── RECORDS TO PROCESS

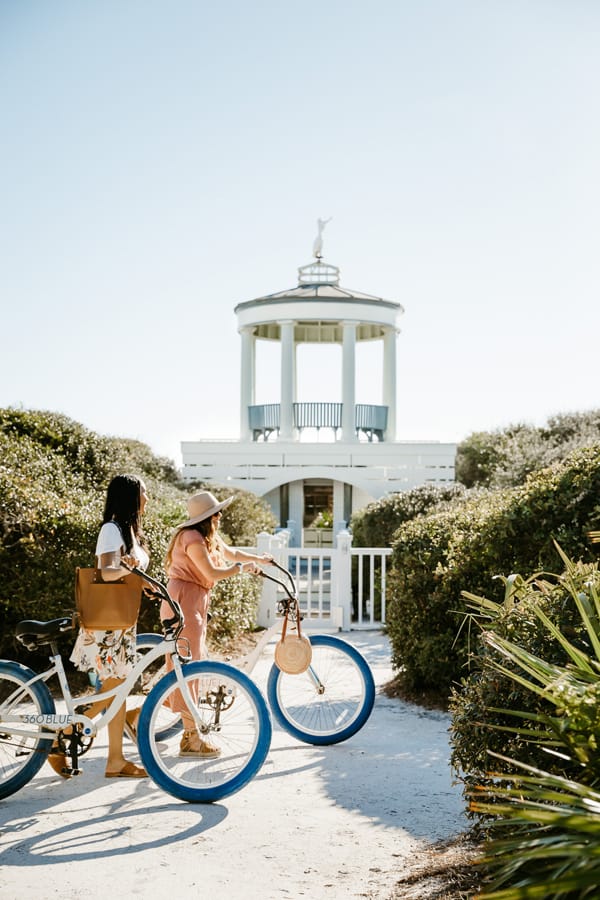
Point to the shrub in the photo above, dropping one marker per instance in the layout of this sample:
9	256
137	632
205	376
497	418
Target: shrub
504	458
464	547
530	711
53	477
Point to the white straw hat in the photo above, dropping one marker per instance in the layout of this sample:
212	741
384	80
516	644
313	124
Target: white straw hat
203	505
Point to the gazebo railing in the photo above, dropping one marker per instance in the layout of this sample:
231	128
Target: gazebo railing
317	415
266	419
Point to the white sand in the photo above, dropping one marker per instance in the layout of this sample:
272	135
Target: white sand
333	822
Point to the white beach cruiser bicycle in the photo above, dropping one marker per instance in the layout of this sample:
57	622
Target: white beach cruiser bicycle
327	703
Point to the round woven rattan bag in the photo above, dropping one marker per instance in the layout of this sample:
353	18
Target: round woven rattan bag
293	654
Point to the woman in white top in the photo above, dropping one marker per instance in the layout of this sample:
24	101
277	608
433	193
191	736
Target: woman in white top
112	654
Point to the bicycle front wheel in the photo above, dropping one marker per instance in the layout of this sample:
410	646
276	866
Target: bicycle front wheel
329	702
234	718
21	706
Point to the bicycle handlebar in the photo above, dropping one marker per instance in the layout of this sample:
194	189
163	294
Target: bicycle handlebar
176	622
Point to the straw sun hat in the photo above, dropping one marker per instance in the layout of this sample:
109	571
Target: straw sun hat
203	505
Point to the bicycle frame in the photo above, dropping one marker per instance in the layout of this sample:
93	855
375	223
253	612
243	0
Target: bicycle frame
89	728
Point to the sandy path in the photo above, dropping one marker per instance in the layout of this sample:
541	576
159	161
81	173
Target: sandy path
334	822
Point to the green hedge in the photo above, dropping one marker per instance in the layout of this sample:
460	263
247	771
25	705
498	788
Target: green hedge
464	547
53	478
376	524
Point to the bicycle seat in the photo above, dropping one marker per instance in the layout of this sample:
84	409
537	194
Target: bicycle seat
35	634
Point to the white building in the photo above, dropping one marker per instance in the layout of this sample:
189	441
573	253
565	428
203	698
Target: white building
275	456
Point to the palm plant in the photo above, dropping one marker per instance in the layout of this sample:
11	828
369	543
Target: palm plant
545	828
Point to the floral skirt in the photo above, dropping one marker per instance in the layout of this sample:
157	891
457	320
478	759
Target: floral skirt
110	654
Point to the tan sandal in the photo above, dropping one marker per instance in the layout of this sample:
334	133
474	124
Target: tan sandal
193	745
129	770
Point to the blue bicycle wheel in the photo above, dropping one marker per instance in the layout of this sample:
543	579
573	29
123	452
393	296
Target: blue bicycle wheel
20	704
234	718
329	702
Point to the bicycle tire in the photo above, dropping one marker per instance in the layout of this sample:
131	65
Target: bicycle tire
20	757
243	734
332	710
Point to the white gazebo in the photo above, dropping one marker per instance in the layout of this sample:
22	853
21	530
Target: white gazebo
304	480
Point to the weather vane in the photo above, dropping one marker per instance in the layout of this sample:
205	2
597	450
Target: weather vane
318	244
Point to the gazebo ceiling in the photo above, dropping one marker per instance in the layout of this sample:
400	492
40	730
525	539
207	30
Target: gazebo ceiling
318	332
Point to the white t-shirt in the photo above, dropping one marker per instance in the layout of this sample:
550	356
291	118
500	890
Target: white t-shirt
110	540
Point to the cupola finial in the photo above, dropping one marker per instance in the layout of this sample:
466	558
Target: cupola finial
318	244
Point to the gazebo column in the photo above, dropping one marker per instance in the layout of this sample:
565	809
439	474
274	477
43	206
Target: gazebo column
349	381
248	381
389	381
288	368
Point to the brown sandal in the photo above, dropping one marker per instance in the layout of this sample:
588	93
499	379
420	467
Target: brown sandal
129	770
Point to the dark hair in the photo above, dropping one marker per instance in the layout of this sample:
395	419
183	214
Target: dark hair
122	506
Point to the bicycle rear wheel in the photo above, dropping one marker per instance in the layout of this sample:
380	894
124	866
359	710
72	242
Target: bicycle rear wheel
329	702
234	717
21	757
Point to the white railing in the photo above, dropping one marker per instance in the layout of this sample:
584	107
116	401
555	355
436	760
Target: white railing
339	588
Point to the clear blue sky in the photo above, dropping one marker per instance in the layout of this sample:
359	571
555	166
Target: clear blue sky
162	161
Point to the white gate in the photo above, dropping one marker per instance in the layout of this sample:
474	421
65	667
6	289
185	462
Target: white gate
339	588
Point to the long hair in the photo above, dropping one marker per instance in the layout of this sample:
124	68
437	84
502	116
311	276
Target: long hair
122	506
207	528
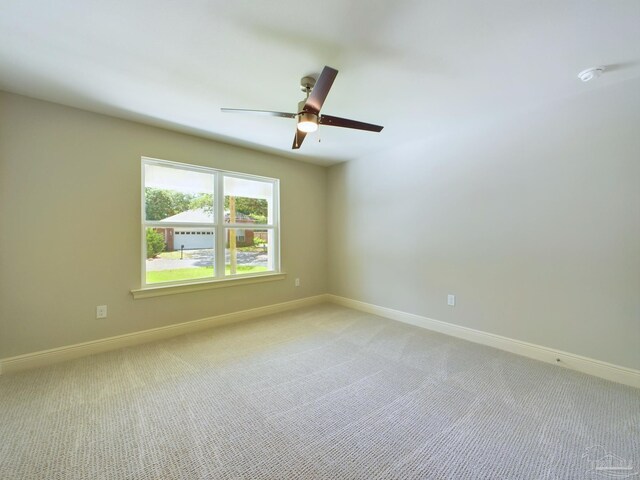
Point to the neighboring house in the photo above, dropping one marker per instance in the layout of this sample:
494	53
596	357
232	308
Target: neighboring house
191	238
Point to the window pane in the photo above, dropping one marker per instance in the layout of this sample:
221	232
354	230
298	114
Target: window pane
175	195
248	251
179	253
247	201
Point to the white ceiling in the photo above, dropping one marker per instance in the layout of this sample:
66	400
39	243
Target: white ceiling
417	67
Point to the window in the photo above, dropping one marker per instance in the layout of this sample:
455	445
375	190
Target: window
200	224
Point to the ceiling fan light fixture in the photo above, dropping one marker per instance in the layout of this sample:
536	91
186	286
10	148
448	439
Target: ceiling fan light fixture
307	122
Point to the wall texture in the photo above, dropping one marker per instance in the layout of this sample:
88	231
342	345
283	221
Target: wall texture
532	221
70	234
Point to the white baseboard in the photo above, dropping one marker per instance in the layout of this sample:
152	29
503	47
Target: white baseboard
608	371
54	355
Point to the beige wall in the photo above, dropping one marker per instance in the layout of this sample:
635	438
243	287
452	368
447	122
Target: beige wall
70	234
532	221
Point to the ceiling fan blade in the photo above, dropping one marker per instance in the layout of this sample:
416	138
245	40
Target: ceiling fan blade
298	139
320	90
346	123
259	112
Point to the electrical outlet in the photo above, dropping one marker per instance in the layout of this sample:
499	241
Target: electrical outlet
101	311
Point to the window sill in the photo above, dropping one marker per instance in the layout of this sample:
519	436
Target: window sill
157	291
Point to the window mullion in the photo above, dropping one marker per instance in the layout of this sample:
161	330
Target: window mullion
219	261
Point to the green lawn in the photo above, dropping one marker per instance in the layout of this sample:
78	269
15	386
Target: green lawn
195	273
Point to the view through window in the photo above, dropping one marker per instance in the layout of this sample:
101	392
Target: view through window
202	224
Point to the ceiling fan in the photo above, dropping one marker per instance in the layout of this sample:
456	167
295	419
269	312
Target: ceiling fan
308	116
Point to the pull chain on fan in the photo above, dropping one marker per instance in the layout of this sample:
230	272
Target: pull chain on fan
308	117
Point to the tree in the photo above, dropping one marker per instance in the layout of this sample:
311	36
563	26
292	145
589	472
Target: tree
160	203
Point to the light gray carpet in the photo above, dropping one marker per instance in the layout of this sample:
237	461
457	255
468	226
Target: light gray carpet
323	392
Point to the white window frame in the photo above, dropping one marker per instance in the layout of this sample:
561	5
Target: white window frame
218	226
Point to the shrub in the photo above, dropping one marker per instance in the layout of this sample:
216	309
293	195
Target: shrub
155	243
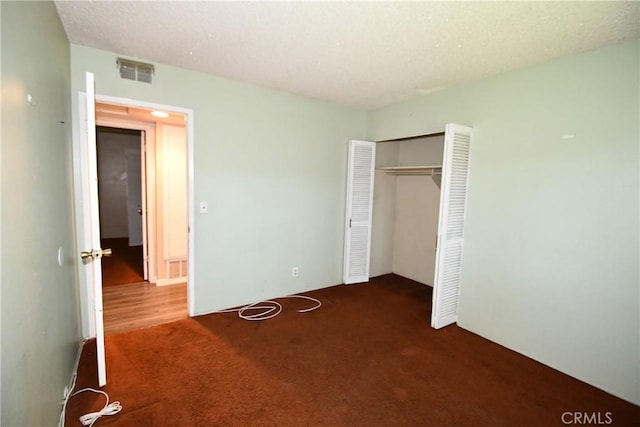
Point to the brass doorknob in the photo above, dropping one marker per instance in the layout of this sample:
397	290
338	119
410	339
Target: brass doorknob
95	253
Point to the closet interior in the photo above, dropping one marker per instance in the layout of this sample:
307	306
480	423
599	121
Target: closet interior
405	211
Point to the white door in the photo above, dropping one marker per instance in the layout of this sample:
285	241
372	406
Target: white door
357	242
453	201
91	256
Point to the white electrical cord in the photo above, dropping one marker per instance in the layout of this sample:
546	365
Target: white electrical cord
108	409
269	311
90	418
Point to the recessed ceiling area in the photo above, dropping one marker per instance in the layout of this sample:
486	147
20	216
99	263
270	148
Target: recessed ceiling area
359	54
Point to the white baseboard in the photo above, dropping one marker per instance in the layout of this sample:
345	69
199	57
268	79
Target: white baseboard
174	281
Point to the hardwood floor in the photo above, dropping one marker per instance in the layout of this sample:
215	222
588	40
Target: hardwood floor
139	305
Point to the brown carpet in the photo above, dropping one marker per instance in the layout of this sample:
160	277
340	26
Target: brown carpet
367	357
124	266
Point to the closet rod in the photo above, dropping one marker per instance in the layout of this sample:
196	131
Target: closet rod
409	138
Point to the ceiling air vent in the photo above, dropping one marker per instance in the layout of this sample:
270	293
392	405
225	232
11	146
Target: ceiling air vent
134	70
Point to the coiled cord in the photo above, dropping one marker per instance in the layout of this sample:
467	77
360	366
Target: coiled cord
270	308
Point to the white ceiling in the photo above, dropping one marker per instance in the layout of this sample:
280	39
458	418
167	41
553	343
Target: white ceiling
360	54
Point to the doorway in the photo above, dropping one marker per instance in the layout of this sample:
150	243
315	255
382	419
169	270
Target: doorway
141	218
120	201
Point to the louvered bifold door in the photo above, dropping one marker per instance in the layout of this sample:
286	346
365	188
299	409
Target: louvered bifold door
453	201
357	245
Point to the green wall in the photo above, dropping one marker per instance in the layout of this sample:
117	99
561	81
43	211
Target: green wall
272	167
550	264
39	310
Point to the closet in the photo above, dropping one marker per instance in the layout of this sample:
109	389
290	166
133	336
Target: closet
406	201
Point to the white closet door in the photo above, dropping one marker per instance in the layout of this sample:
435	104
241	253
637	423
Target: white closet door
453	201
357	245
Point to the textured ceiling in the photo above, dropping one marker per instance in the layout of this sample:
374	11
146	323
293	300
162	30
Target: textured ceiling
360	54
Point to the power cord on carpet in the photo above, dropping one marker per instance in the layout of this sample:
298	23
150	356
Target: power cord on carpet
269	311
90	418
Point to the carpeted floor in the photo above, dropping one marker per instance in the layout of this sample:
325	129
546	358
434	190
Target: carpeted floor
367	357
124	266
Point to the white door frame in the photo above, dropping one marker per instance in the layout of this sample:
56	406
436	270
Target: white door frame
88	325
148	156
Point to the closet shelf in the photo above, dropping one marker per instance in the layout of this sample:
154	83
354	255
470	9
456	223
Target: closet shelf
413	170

────

WHAT IS REQUIRED
Using the material above, reproduce exactly the line that contains "Target: white closet door" and all lines after it through the last one, and only those.

EXERCISE SOLUTION
Target: white closet door
453	201
357	245
Point to the textured ceiling in the photo above, dropping one marker per instance in the layout of this sample:
374	11
146	323
293	300
162	30
Target: textured ceiling
360	54
Point to the power cord on carpet in the photo above, dropping one marker per instance in the layout of this sample:
298	23
150	356
Target: power cord on carpet
269	311
90	418
Point to the carpeted floor in the photo above, dropping one marker per instance in the layout of this sample:
325	129
546	358
434	190
Target: carpeted floor
367	357
124	266
Point to the white door frame in the photo above, dropping one marker per instance in the layout of this sample:
56	406
436	270
Target: white door frame
88	325
148	156
Point to the closet shelf in the photo above, dropping one marker per instance in the layout of this sample:
154	83
354	255
470	9
456	223
Target: closet shelf
413	170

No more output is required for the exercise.